About this exercise
Once the line containing "Target: white door trim" is found in the entries below, reproduce it and every line after it, stopping at and including the line containing "Target: red paisley bedspread"; reproduce nothing else, and keep each line exact.

Data provided
>>
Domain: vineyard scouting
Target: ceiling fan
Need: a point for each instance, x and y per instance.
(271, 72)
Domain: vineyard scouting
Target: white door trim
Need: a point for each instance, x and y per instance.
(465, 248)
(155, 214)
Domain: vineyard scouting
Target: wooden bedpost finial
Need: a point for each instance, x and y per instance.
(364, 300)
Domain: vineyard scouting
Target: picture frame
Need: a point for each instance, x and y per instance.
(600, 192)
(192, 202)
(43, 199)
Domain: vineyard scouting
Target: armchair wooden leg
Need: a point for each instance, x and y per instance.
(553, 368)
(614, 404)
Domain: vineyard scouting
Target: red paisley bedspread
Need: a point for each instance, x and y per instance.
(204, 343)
<<
>>
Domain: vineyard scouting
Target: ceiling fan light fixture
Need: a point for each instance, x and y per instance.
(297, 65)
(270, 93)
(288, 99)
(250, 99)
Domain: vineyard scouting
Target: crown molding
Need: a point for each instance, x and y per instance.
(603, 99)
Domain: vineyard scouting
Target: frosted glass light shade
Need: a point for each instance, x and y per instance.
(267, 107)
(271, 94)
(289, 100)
<<
>>
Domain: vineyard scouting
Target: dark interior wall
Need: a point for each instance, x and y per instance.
<<
Written reply
Target: white door trim
Need: a point for each instance, x and y per instance.
(465, 248)
(155, 214)
Domain: vineyard scouting
Target: wooden bedpost finial
Need: a point for each instance, x and y per instance.
(364, 300)
Domain: vineyard scouting
Target: picture frame
Need: a point for each instance, x and y per instance.
(600, 192)
(192, 202)
(43, 199)
Domain: vineyard scouting
Target: armchair wooden leg
Need: a point for each instance, x and y per instance.
(553, 368)
(614, 404)
Domain: vineyard scouting
Target: red paisley bedspread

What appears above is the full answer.